Word for word, copy all the data and drop the pictures.

:: THE INPUT ::
========

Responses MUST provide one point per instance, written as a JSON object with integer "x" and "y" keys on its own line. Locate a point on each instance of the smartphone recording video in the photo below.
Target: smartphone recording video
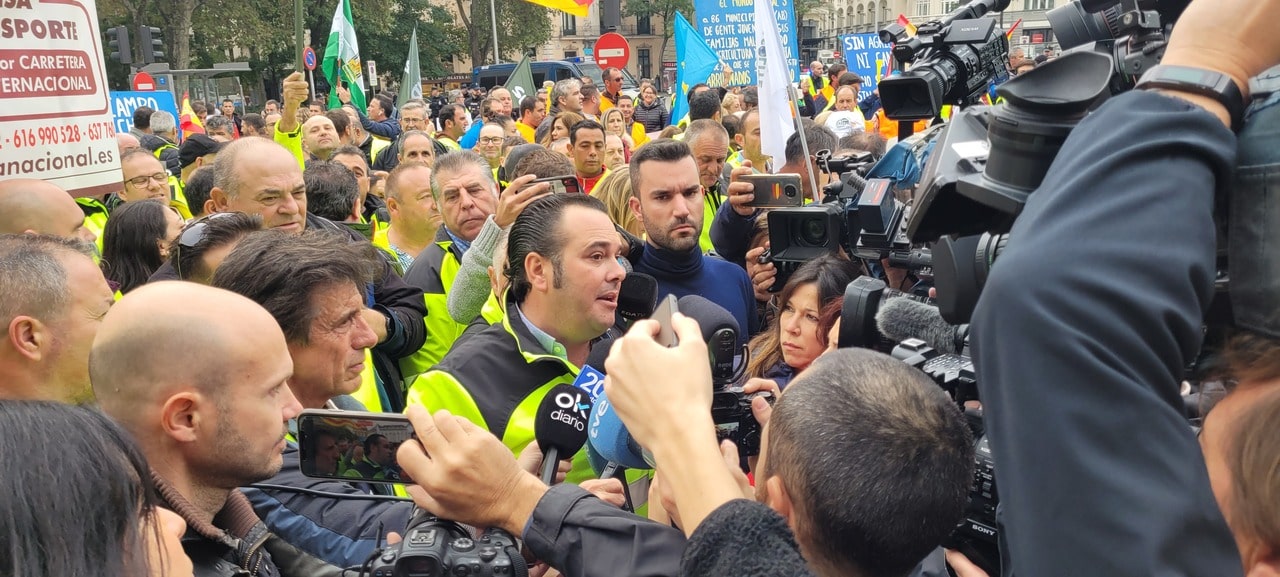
{"x": 352, "y": 445}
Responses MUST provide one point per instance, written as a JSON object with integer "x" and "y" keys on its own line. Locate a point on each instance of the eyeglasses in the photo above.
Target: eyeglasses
{"x": 192, "y": 234}
{"x": 142, "y": 181}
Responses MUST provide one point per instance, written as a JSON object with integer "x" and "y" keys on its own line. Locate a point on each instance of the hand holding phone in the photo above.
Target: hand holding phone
{"x": 775, "y": 191}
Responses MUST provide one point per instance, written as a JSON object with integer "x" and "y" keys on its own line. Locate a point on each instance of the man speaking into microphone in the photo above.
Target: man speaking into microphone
{"x": 562, "y": 262}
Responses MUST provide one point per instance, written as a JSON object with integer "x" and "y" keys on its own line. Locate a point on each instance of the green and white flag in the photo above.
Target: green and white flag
{"x": 521, "y": 83}
{"x": 342, "y": 58}
{"x": 411, "y": 85}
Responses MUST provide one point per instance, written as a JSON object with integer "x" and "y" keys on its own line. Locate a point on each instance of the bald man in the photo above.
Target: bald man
{"x": 204, "y": 390}
{"x": 30, "y": 206}
{"x": 53, "y": 300}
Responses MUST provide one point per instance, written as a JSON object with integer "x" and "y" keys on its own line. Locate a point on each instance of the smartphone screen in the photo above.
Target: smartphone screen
{"x": 666, "y": 308}
{"x": 776, "y": 189}
{"x": 560, "y": 184}
{"x": 352, "y": 445}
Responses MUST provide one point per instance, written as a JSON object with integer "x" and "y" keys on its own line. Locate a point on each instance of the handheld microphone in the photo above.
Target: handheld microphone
{"x": 720, "y": 331}
{"x": 611, "y": 439}
{"x": 900, "y": 319}
{"x": 638, "y": 297}
{"x": 561, "y": 426}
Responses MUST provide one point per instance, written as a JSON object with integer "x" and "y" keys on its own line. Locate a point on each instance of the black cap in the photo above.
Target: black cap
{"x": 196, "y": 146}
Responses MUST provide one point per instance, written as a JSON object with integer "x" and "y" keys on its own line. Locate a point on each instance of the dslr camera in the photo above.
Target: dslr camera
{"x": 438, "y": 548}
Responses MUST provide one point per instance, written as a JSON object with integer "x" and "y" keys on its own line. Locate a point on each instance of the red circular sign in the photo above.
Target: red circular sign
{"x": 144, "y": 82}
{"x": 612, "y": 50}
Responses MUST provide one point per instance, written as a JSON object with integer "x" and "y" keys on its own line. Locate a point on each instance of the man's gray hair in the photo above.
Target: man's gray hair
{"x": 562, "y": 88}
{"x": 163, "y": 122}
{"x": 456, "y": 161}
{"x": 33, "y": 282}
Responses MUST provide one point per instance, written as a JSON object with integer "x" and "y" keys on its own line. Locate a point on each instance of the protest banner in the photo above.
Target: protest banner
{"x": 728, "y": 27}
{"x": 867, "y": 56}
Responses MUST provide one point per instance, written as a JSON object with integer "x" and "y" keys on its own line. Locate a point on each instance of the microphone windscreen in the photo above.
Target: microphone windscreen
{"x": 638, "y": 297}
{"x": 711, "y": 317}
{"x": 611, "y": 439}
{"x": 561, "y": 421}
{"x": 900, "y": 319}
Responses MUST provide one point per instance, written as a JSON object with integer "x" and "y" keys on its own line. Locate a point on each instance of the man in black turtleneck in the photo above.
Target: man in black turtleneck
{"x": 667, "y": 198}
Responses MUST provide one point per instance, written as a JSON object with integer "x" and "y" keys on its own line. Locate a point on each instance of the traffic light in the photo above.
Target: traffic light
{"x": 151, "y": 44}
{"x": 118, "y": 45}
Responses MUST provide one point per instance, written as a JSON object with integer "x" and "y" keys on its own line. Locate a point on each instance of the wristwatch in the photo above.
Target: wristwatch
{"x": 1198, "y": 81}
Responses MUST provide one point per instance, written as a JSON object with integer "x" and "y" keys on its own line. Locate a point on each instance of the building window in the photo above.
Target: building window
{"x": 645, "y": 64}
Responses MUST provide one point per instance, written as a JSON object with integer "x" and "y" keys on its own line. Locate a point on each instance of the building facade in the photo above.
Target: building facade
{"x": 575, "y": 37}
{"x": 845, "y": 17}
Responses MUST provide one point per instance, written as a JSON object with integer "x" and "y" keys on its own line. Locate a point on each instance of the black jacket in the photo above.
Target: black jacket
{"x": 237, "y": 544}
{"x": 1079, "y": 340}
{"x": 339, "y": 529}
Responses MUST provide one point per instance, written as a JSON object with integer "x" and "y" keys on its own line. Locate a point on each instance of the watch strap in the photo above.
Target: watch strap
{"x": 1202, "y": 82}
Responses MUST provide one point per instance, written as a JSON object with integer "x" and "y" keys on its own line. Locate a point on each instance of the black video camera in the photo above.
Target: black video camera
{"x": 990, "y": 159}
{"x": 860, "y": 216}
{"x": 731, "y": 411}
{"x": 954, "y": 60}
{"x": 437, "y": 548}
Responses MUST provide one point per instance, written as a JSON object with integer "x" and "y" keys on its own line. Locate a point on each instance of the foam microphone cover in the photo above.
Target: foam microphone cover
{"x": 638, "y": 297}
{"x": 560, "y": 426}
{"x": 900, "y": 319}
{"x": 611, "y": 439}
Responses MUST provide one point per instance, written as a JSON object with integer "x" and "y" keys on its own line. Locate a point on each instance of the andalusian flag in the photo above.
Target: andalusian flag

========

:: REPLY TO THE EXERCISE ::
Responses MUST provide one point per instance, written as a JSON object with integer "x" and "y" keys on its own line. Locate a point on each instance of the smartphone recording video in the photo below.
Target: smartphone recording video
{"x": 352, "y": 445}
Responses MUST provide one point per instance, written as a JSON object with integer "x" and "y" keys on its own line. Locate a point on each instance of the eyeglasses in the photo above.
Target: eyeglasses
{"x": 192, "y": 234}
{"x": 142, "y": 181}
Responses MUST provide one point per instance, written as a JSON object with integer "x" and "y" keys on its own line. Locate a point on each instance of the hand holding phone in the photo above.
Target: hand holding phone
{"x": 775, "y": 191}
Responses MUST provide one point per instance, written as a JSON object with integer "x" and "y" keys on its own line. Locate a point on each instance of the man speaking into microphone in the photo above.
Target: man speaking into microphone
{"x": 562, "y": 262}
Responses MUST provide one point per instance, written as a JSON object with integer "x" and "y" keys on its own line. Locate a point on each instance of the green and white flag in the photo above.
Target: green and white flag
{"x": 521, "y": 83}
{"x": 342, "y": 58}
{"x": 411, "y": 85}
Responses MUST provide one point per instance, written as a JSON object with integer "x" and "y" keys on its own line. Locate a point on each instance of the bald man in the photo above.
Target: bald man
{"x": 204, "y": 390}
{"x": 30, "y": 206}
{"x": 53, "y": 300}
Responses MUST provide one point per instance, written as a JSON object with integer "x" and "y" keys on its own line. Locate a point on each instance of the smartphone screen in the photo above.
Target: smartphone screen
{"x": 666, "y": 308}
{"x": 776, "y": 189}
{"x": 560, "y": 184}
{"x": 352, "y": 445}
Responses MUST provide one point per instance, written as a JSON object with integer "x" and "y" keys on its own line. Locate a point on each instance of the handheld microphone in the photo above.
Target: handheld microphone
{"x": 720, "y": 331}
{"x": 611, "y": 439}
{"x": 900, "y": 319}
{"x": 638, "y": 297}
{"x": 561, "y": 426}
Responses MUST provide one point per instance, written as a JSON object with integer "x" and "y" keys on its own line. Locate a point on each instance of the black cap in the photo above.
Target: black cap
{"x": 196, "y": 146}
Responses MUST provide one point per instance, written as a JSON object with integer "x" and "y" keys on its own line. Locate a point on each instance of the dslr camera in the photo above.
Target: dslr camera
{"x": 438, "y": 548}
Responses MUST provide one point per instance, written as a JSON object with integer "x" and "y" keys on its own line. Locate a point on each instance of the red circular sign in the photo above.
Target: red circular sign
{"x": 144, "y": 82}
{"x": 612, "y": 50}
Responses MUST provide one point per instance, written as a JSON object with integer "x" and "y" keys on its own line. Locate a point on each instance of the man's gray hair in the photo above.
Target: man's gray hair
{"x": 562, "y": 88}
{"x": 163, "y": 122}
{"x": 456, "y": 161}
{"x": 33, "y": 282}
Responses MUST provide one point per instance, written as a JSON object with integer "x" and "y" keys on its own line. Locate a point on each instance of the protest banner in the photo above.
Target: protest banner
{"x": 728, "y": 27}
{"x": 867, "y": 56}
Responses MUST provide one point per instance, written as a JSON object with integer "x" and "y" keys on its own line. Locate a point on each instance of the microphone windscreen in the photo above.
Target: microphone windscreen
{"x": 638, "y": 297}
{"x": 711, "y": 317}
{"x": 611, "y": 439}
{"x": 561, "y": 421}
{"x": 900, "y": 319}
Responses MUST provide one point per instance, written as a JSON object with integer "x" and "y" keys on its own line. Locate a point on each instance of the man in black turtleneck in the photo above.
Target: man in black turtleneck
{"x": 667, "y": 198}
Responses MUST provide one point per instance, written as a JSON object with integer "x" and "y" keys on its own line. Locate a point on each instance of the traffic light in the photo above.
Target: traffic light
{"x": 151, "y": 44}
{"x": 118, "y": 45}
Responses MUST provide one point per instance, written as a JSON object with integer "x" and "y" keys on its own line. Locate a point on each instance of the wristwatch in the photo above.
Target: wristwatch
{"x": 1198, "y": 81}
Responses MUST provide one point per instance, written as a JSON object with integer "x" and "y" keys on its own line. Locate a point on each instance of the building window in the photo above.
Target: building window
{"x": 645, "y": 64}
Responses MUST provide one point per instance, written as a JSON object with integer "x" and "y" keys on its own line. Locate a point on each instance of the building facade in the photo above.
Target: building facade
{"x": 575, "y": 37}
{"x": 845, "y": 17}
Responses MUST provide one point per instance, written as a JSON object with integer "x" and "y" keys on its own line. Locate a point on each instance of the black jacket in the photo above.
Target: black jacket
{"x": 237, "y": 544}
{"x": 1079, "y": 340}
{"x": 339, "y": 529}
Responses MUST provide one point per instance, written as a JSON object with integer "x" and "y" keys on its own line. Locate a point on each instance of the watch strap in the photo above.
Target: watch strap
{"x": 1202, "y": 82}
Responses MUST provide one point per instance, written as a JSON object with integer "x" and "y" keys on its own line. Locate a point on each instance of the black video camera in the photo above.
Target: black video camera
{"x": 990, "y": 159}
{"x": 860, "y": 216}
{"x": 731, "y": 411}
{"x": 954, "y": 60}
{"x": 437, "y": 548}
Responses MUST provide one point per instance, written as a JSON object with integer "x" and "y" keys on its own line. Locate a point on each instance of the foam microphone cover in the photo above.
Target: foam microphone cover
{"x": 638, "y": 297}
{"x": 560, "y": 426}
{"x": 900, "y": 319}
{"x": 611, "y": 439}
Responses MUST provide one point per instance, written as a JSON object with integer "x" and "y" keys on its own line. Locate a point on each instance of the andalusian flag in the photo above.
Target: andalusian flag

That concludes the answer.